## Begin

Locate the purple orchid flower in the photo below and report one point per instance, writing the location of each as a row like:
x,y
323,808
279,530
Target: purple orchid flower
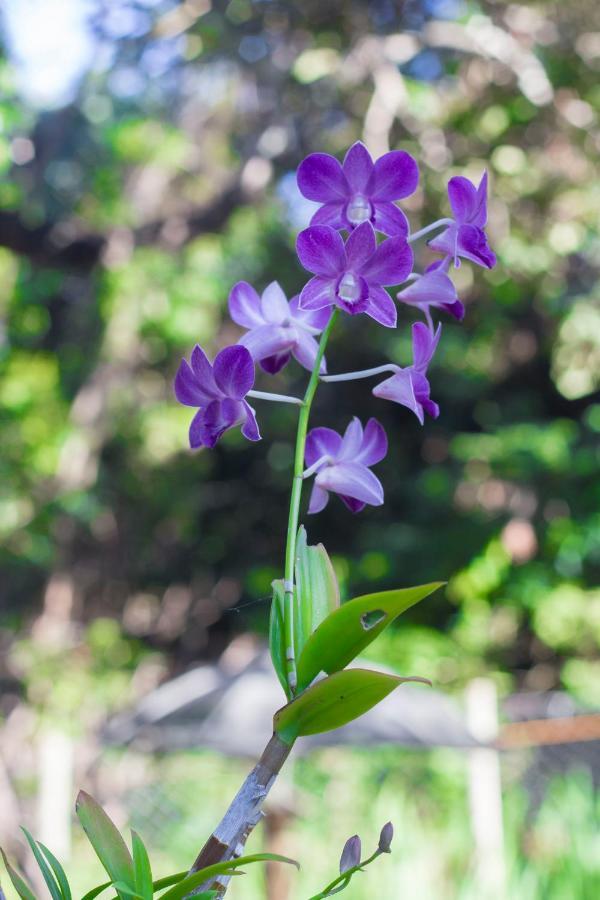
x,y
352,275
434,289
359,190
410,386
342,465
277,329
465,236
219,390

## End

WHAT THIS TASK INVOLVES:
Can you write out all of the data above again, requests included, but scale every x,y point coordinate in the answers by 0.4 and round to whole numbers, with halves going up? Keep the request lines and their sample rows as they are, and leave the pictures out.

ANSWER FOR THE TASK:
Locate the purple orchid flower in the photo below and report one point per instance, writing the location of each as a row like:
x,y
323,808
279,530
Target: purple orchid flower
x,y
141,110
174,116
144,76
164,154
137,186
111,132
186,94
88,156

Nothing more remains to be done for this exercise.